Retype each of the records below without changing a single character.

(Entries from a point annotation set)

════════════════════

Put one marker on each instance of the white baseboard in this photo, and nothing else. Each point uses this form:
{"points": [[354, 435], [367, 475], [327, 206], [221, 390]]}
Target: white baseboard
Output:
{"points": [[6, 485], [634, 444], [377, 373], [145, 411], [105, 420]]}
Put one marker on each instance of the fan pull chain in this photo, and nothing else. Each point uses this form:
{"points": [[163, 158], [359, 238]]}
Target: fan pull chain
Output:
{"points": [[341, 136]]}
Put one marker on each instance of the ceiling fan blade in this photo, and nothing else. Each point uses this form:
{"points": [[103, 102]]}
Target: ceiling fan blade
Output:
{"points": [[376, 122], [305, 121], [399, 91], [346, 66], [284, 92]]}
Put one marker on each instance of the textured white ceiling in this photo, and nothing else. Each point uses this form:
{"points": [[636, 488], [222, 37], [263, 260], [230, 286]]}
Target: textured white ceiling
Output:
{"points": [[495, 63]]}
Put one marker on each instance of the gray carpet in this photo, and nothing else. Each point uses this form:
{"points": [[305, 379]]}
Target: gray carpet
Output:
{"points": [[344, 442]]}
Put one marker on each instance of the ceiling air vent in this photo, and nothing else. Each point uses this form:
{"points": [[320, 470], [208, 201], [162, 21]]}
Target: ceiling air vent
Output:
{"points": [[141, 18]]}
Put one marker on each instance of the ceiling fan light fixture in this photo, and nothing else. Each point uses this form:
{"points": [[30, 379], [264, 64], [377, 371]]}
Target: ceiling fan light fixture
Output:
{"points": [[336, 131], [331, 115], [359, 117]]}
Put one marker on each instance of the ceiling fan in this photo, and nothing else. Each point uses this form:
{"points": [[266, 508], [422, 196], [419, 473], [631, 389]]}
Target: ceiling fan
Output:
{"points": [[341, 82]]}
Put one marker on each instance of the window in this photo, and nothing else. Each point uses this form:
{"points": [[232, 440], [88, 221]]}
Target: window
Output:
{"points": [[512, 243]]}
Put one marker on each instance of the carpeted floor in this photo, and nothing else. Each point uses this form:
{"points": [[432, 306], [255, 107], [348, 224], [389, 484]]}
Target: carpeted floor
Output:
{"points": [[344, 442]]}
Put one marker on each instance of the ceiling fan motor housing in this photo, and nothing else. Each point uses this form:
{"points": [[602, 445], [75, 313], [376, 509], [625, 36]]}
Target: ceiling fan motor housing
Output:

════════════════════

_Finished task_
Put one marker on each instance of the white baseboard in this photo, and nothing else. Each point uses this form:
{"points": [[354, 435], [367, 475], [327, 206], [221, 390]]}
Target: white baseboard
Output:
{"points": [[6, 485], [634, 444], [377, 373], [145, 411], [105, 420]]}
Put one marker on each instance of the fan pull chain in this photo, and nothing else. Each point uses this form:
{"points": [[163, 158], [359, 238]]}
Target: fan pull chain
Output:
{"points": [[341, 136]]}
Put one marker on each instance of the ceiling fan blade in this photo, and nothing else. Each point uses this form:
{"points": [[103, 102]]}
Target: ceiling fan blade
Output:
{"points": [[376, 122], [305, 121], [399, 91], [346, 66], [284, 92]]}
Put one marker on each instance of the textured white ceiling in this photo, and nothing else. Each point uses this form:
{"points": [[636, 488], [222, 37], [263, 260], [230, 286]]}
Target: textured white ceiling
Output:
{"points": [[495, 63]]}
Put one marker on each instance of the gray carpet in this photo, and nothing else. Each point uses this form:
{"points": [[305, 379]]}
Target: gray carpet
Output:
{"points": [[344, 442]]}
Put one marker on each instance of the ceiling air vent in this photo, and nothing else. Each point uses this form:
{"points": [[320, 470], [208, 201], [162, 21]]}
Target: ceiling air vent
Output:
{"points": [[141, 18]]}
Put one marker on each instance of the ceiling fan light fixture in this photo, and nothing else. Each point uses this form:
{"points": [[30, 379], [264, 64], [377, 371]]}
Target: ceiling fan light fixture
Output:
{"points": [[336, 131], [331, 115], [359, 117]]}
Put one marker on each instance of the ceiling fan in this photo, and nothing else. Each point uses this form:
{"points": [[266, 508], [422, 196], [419, 473], [631, 389]]}
Target: ceiling fan
Output:
{"points": [[341, 82]]}
Put one marker on each instance of the window in this photo, and nothing else. Each point uses this form:
{"points": [[232, 440], [88, 221]]}
Target: window
Output:
{"points": [[512, 243]]}
Put one marker on each instance of the carpeted floor in this photo, and nothing else. Each point uses this form:
{"points": [[432, 306], [255, 107], [348, 224], [389, 484]]}
Target: carpeted floor
Output:
{"points": [[344, 442]]}
Put one marker on each instance of the ceiling fan motor housing in this photo, and nothing else. Each point uses this form:
{"points": [[602, 445], [75, 313], [376, 509], [625, 36]]}
Target: ceiling fan motor housing
Output:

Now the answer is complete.